**EXTRAIT DU DOCUMENT:**
══════════

Insectes mutants, il y en a aussi à foison chez Darrot avec sa série Dronecast, armée d’insectes équipés pour des opérations d’assaut, rappelant furieusement les instruments des jumeaux gynécologues du film Dead Ringers (Faux-semblants) de David Cronenberg ou avec celle de ses Curiosae, scènes de domination bondage où une mante religieuse se fait sadiser par de gros coléoptères.
Les tourments douloureux se font sentir chez Gabritschevsky, ici comme dans toute son œuvre sombre hantée par les formes en transformation, tandis que Darrot développe une vision critique des forces qui veulent nous guider à notre perte, corps d'armée ou églises formatrices. Celui-ci utilise la transformation pour mettre en scène de petites fictions animées où ses automates sont agis par les fils du marionnettiste. Ailleurs Misty Lamb (ci-dessous) utilise la vapeur d'eau qui se nébulise grâce à des ultrasons pour jouer de la transsubstantiation chère au christianisme.


Le gigantesque drap métallique qui évente l'agneau brumeux rappelle le culte du veau d'or. S'il avait connu les installations animées de Darrot, Gabritschevsky aurait-il fini par rire de ses angoisses ? L'art offre de conjurer le sort. En sondant les profondeurs de la pensée, parmi leurs rêves et leurs cauchemars, les artistes créent de nouveaux paysages qui distordent les dimensions du réel. Face aux visages de Gabritschevsky, Darrot finirait-il par rire jaune ?

══════════

**CONSIGNE:**
D'après l'extrait du document ci-dessus, qu'est-ce que Misty Lamb utilise pour jouer de la transsubstantiation ?

══════════

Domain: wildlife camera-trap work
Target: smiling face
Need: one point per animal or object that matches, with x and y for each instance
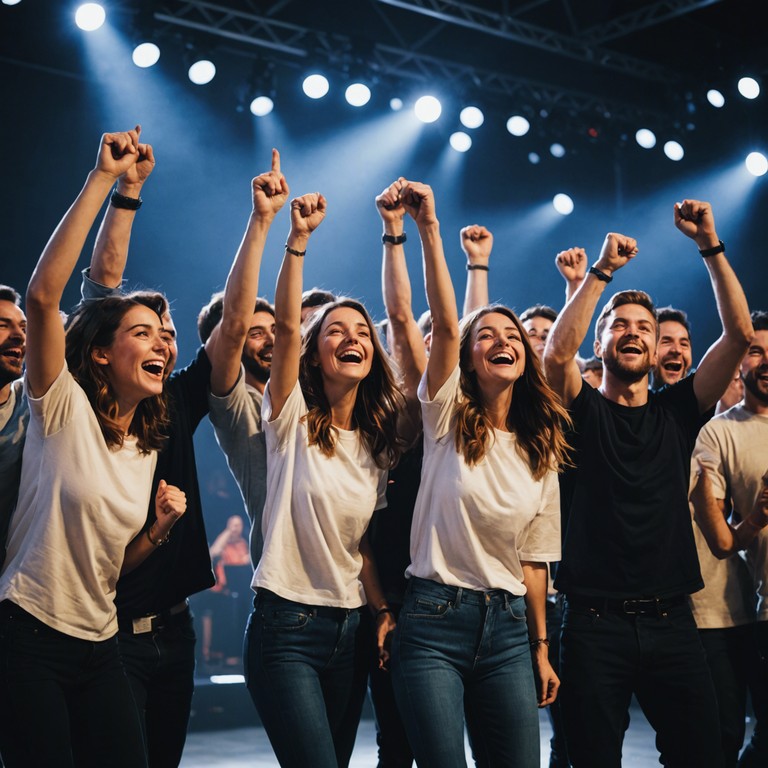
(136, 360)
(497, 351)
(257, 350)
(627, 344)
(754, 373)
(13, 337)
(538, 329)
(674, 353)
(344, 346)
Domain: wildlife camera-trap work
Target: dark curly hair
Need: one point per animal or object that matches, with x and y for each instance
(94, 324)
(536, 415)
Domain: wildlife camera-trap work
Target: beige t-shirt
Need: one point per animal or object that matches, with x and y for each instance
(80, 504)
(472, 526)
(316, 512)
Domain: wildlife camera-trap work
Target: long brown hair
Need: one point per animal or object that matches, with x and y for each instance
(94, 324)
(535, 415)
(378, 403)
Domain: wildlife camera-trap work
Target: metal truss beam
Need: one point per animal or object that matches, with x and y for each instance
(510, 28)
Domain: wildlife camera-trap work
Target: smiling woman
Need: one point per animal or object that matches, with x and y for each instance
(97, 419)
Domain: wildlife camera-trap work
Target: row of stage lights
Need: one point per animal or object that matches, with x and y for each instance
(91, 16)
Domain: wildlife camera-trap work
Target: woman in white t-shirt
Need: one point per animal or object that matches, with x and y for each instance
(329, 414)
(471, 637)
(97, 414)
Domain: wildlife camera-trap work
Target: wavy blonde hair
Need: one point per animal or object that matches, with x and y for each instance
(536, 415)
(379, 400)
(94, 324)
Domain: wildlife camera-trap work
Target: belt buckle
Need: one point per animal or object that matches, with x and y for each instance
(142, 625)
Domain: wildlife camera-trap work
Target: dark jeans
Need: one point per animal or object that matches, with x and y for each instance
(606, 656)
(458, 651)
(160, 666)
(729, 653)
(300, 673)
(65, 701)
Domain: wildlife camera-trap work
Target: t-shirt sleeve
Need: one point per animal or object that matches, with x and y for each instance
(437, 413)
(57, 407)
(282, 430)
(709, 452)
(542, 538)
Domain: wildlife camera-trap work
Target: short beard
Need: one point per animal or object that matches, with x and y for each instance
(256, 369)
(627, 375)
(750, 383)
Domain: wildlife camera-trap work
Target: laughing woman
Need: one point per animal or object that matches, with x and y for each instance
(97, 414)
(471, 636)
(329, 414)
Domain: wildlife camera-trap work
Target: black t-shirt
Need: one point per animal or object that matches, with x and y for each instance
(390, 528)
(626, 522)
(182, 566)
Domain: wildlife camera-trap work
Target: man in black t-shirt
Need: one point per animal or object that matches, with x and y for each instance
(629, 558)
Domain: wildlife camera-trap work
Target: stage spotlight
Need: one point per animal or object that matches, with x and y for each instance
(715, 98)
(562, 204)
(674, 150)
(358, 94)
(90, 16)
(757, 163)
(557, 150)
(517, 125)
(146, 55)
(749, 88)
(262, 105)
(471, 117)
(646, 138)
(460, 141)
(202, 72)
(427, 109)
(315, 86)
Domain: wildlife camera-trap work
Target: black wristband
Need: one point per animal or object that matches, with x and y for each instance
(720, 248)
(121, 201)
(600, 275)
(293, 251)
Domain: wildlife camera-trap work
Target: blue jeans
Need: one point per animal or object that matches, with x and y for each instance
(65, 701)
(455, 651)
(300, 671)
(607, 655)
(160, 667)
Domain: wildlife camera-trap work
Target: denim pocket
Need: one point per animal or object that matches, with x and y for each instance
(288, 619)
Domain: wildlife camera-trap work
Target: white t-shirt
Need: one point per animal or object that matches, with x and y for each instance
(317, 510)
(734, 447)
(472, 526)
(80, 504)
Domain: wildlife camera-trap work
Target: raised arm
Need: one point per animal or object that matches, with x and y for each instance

══════════

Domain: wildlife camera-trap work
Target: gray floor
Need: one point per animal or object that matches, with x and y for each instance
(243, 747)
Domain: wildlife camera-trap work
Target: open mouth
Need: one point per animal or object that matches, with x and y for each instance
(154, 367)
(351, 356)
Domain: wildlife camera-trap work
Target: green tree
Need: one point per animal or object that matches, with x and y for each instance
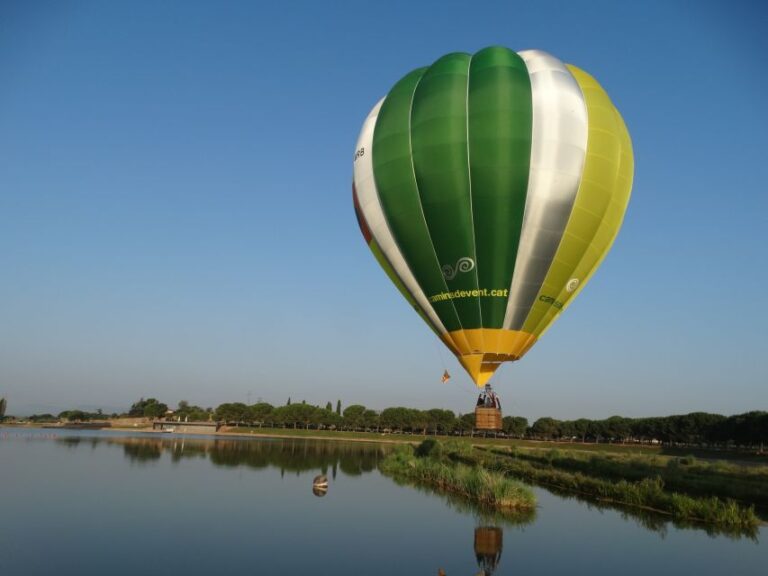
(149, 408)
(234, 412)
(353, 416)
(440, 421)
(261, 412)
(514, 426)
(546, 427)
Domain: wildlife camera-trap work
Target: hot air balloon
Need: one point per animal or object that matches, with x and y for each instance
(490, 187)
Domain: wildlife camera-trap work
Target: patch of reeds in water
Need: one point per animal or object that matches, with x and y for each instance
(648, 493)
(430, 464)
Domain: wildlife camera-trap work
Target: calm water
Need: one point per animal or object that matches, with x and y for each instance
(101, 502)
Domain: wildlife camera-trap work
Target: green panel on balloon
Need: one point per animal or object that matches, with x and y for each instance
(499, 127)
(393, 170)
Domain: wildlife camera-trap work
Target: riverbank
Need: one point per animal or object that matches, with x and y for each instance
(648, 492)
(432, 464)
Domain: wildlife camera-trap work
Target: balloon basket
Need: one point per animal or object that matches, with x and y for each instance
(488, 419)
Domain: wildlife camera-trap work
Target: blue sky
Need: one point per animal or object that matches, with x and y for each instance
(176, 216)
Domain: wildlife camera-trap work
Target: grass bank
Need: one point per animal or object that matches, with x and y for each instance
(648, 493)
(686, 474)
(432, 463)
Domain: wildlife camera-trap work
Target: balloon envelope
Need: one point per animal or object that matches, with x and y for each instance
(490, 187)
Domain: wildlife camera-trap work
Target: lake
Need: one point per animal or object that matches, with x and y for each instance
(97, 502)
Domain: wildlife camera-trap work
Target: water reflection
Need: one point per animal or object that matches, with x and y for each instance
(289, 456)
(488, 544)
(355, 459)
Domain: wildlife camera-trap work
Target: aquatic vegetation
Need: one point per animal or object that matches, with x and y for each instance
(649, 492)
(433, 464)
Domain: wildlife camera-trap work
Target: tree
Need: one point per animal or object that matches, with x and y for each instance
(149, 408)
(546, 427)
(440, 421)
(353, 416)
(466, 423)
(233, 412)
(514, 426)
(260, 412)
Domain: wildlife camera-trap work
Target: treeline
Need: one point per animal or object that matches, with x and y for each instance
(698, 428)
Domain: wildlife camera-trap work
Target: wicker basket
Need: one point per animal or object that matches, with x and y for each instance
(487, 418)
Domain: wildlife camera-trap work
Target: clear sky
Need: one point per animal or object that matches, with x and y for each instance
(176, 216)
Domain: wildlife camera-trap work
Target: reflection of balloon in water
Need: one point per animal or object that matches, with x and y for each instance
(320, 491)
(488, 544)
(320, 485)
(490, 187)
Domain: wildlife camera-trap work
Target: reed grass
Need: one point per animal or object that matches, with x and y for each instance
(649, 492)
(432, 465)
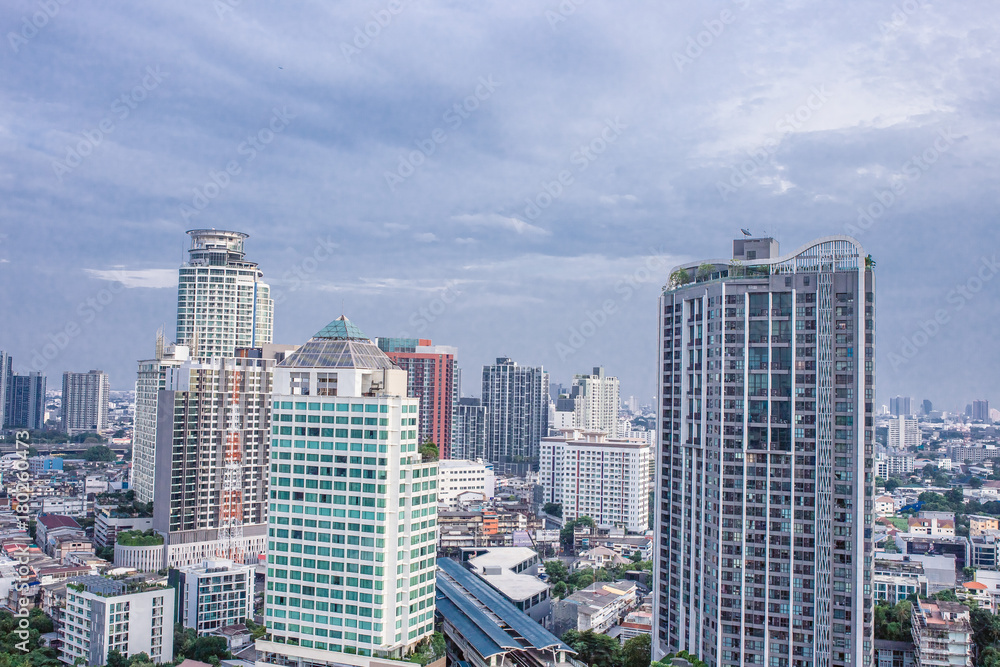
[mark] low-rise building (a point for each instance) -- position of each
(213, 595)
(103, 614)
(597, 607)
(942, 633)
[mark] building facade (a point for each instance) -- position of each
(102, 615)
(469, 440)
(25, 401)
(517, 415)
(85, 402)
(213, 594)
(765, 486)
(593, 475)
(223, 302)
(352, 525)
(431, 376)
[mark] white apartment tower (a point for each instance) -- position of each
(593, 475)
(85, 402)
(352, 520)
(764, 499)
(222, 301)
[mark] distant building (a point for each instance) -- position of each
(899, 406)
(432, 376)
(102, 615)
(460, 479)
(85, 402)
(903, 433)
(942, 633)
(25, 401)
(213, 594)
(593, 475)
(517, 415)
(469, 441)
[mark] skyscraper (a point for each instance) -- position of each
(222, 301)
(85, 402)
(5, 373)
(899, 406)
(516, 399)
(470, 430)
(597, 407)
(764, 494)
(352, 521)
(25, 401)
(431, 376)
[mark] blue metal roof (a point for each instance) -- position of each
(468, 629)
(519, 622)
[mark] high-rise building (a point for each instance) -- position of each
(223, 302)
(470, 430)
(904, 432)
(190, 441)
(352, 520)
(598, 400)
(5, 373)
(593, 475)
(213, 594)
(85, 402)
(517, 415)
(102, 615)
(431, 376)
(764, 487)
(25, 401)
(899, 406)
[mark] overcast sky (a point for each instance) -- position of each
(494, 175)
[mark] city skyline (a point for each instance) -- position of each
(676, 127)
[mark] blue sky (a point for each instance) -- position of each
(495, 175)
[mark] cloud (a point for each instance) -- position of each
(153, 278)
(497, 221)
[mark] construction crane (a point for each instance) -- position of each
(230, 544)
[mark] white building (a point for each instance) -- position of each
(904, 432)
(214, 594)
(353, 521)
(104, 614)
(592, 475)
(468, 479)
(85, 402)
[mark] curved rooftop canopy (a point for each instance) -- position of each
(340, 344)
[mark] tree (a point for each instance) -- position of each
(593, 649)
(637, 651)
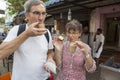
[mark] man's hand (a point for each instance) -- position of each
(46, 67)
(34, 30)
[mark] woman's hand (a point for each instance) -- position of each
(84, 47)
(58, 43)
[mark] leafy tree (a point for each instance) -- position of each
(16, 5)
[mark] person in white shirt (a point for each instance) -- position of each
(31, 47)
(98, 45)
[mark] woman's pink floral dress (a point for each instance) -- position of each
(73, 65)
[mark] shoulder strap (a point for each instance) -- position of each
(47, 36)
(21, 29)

══════════

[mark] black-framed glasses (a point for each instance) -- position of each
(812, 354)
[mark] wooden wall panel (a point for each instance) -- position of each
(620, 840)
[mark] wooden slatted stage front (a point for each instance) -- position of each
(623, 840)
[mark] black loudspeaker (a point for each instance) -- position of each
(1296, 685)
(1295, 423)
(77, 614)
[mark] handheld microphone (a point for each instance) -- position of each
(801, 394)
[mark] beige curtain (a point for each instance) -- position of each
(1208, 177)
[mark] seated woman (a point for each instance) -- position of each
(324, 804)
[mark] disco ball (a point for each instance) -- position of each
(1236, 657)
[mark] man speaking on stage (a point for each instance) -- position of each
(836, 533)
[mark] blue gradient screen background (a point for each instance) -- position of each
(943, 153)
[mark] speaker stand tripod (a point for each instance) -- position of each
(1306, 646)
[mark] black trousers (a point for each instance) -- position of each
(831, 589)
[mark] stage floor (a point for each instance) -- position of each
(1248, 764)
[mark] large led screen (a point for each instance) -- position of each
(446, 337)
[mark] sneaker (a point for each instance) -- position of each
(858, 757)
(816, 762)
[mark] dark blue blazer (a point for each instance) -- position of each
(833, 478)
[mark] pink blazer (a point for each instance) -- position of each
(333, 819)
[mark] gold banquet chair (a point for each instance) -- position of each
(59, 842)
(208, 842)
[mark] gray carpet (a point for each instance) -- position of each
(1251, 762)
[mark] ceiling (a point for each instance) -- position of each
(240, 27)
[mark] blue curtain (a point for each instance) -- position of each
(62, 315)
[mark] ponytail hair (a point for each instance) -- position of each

══════════

**RÉPONSE ÉCRITE:**
De la vapeur d'eau qui se nébulise grâce à des ultrasons.